:: Goal ::
Leave out the images; return the rest of the data exactly.

--- Start Data provided ---

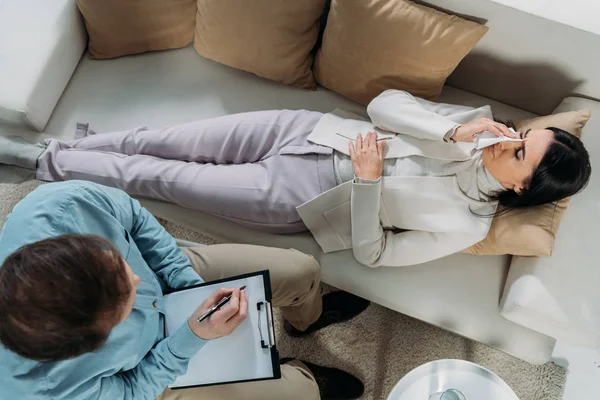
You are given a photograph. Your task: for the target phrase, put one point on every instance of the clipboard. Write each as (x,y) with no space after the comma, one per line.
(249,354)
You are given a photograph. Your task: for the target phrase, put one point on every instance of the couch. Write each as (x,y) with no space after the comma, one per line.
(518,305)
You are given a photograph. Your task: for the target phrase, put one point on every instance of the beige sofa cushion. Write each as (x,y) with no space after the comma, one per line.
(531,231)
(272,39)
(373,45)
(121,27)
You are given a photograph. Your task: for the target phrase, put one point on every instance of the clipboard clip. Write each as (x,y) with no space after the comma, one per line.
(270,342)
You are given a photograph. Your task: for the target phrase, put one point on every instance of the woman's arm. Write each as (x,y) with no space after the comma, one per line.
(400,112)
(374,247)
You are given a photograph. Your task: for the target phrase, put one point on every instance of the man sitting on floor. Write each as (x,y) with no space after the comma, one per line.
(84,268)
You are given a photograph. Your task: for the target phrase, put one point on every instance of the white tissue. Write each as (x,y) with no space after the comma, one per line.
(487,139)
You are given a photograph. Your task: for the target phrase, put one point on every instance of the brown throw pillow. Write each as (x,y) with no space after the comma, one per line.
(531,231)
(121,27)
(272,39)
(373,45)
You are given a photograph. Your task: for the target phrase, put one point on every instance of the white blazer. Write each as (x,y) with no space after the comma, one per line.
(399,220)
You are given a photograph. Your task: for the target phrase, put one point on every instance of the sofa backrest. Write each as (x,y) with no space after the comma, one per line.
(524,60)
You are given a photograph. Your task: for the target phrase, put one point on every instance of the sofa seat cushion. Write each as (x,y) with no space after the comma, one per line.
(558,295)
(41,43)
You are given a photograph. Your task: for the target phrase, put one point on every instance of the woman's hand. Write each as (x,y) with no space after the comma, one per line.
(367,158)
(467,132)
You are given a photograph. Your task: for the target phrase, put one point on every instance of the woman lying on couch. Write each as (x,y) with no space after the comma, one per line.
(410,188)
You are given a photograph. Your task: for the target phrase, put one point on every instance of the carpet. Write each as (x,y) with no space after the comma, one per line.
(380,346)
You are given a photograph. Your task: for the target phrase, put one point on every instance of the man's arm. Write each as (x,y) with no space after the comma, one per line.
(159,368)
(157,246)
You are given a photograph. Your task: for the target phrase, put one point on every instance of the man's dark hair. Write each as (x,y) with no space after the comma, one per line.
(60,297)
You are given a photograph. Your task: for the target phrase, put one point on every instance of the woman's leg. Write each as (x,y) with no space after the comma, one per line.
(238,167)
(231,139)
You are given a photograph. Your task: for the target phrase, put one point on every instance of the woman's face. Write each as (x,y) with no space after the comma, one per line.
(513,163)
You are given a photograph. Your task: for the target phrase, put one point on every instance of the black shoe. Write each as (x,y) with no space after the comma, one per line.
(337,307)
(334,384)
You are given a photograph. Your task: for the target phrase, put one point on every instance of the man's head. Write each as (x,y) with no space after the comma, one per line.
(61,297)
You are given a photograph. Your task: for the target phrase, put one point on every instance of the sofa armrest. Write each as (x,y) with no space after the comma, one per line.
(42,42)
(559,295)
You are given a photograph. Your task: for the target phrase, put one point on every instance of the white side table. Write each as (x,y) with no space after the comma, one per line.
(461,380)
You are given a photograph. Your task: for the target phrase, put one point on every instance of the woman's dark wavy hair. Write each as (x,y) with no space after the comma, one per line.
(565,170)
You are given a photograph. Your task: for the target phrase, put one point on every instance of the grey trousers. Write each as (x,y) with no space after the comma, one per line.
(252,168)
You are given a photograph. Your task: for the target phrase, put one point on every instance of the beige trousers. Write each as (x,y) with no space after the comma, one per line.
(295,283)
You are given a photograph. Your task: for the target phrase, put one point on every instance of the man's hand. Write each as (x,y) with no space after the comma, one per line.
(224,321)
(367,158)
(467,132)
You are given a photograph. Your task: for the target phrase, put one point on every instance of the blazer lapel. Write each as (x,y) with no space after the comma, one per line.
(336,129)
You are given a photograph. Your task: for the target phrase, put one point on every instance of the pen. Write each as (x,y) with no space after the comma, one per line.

--- End Data provided ---

:: Final result ::
You are given a photograph. Your task: for the target phrase, put one point on every instance of the clipboard. Write each as (x,y) with no space after the comma, one per line.
(249,354)
You are given a photograph. Your task: for the target phrase, put one point on every instance of the couch. Write each as (x,y) with no space after the comma, one per line.
(518,305)
You are given a photograph. Your task: for the target phrase, put one point on every instance of the beige sofa cushion. Write each as (x,y) with no space after the comma, one per line.
(531,231)
(272,39)
(373,45)
(121,27)
You are given a photograph. Your task: for the target phrase, put one point on every instance of the clipboard clip. Write each as (x,y) with no space after the comma, one per line.
(270,342)
You are given a photograph. Your task: for the target phrase, put one point on every instance of the woman's arm. Write each as (x,y) with no space after the comma, one per line.
(400,112)
(374,247)
You are given a photograph. Your task: for the target phrase, put one point on every instance of the man sitting on floor. Write each as (x,y) with no space after the comma, one per line.
(84,268)
You are given a photograph. Your task: for the target phrase, put one point on every instance of the white tissue. Write each as (x,y) with no space after the comma, one per line.
(487,139)
You are given a photograph. Your task: for the target phrase, put one point on every instance of the brown throw pillow. Write each as (x,y) with no space after the comma, one per line.
(531,231)
(121,27)
(272,39)
(373,45)
You are given a photograph. Your task: for the target phrase, put one point on every instance of the white blazer. Write each as (x,y) with no space after the comma, one per line.
(399,220)
You are given a photograph. Your task: for the target phrase, put one point on every instance of the sofa backrest. Write each as (x,y) with no space after the comma, one per line.
(524,60)
You are given a photograph. Your task: for the target phrase, put one point on every instance of the sofa seat cushion. Write each as (x,y) with no space after the comma, one per line.
(558,295)
(41,43)
You are given a photograph. Your task: for the target phrase, put one point on every instance of the woman's hand. Write each as (x,y) with no space after the comma, one per line.
(367,158)
(467,132)
You are given a photograph. Your task: for the target phrase, put one point on every instance of the woman lying on couch. Write each as (x,y) with no space after the comma, one per line.
(410,188)
You are given a photograph. Your task: for the target phrase, put one point on every instance of the carpet. Write each as (x,y) with no space after the comma, one per line.
(380,346)
You are given a photograph. Your task: for the target phrase, put one point on every instance of the man's arm. Write each as (x,y) with no space after the comma, one per line.
(159,368)
(157,246)
You are given a photograph. Your task: for the target phrase, put one point on every instance of the man's dark hair. Write each as (x,y) with no space after the comma, one per line.
(60,297)
You are given a photograph. Your task: for the target phrase, put one point on every instance of the woman's leg. Write each as (x,y) with no space after the comma, one per line.
(238,167)
(231,139)
You are given a photograph. Your task: for the target phrase, put one point on every instance of the woman's face. Write each as (x,y) with no space after the comma, one per line.
(513,163)
You are given a photograph. Your task: for the target phrase, put one point on every instance of the black shoe. Write each as (x,y) with no space after the comma, one per line.
(337,307)
(334,384)
You are given a photograph. Your task: for the target phrase, put one point on every instance of the man's head. Write each as (x,y) with no space after the comma, one per line.
(61,297)
You are given a photograph. Your task: for the target phrase, put one point on every instance of the sofa armrest. Write each as (x,y) with no space after the comma, one per line.
(42,42)
(559,295)
You are given a photograph. Your task: for the target phrase, put one point on every instance of the white side table. Write each as (x,y) with no space after the comma, one per line.
(461,380)
You are given a photograph. Your task: for the target phrase, put one point on every instance of the woman's dark wavy hair. Write each as (x,y) with no space after the comma, one per line.
(565,170)
You are given a photograph. Your task: for the target phrase, put one point on every instance of the grey trousers. Write each as (x,y) with no space after the comma, one per line.
(252,168)
You are given a photograph. Your task: for the target phrase, put one point on every instance of the beige trousers. Write each as (x,y) with no space after the comma, one per line.
(295,283)
You are given a photograph. Your task: for the target phrase, put one point on every instance of the man's hand. Write each as (x,y) with no space after the comma, one per line.
(224,321)
(367,158)
(467,132)
You are given a photograph. Your task: for the target phrase, put one point on every instance of the blazer lapel. Write each as (x,y) with no space after the comma, one per line.
(336,129)
You are given a photograph. Your task: for the target phrase, put one point on every instance of the pen. Write each as (x,y) with no space after the comma, one per line.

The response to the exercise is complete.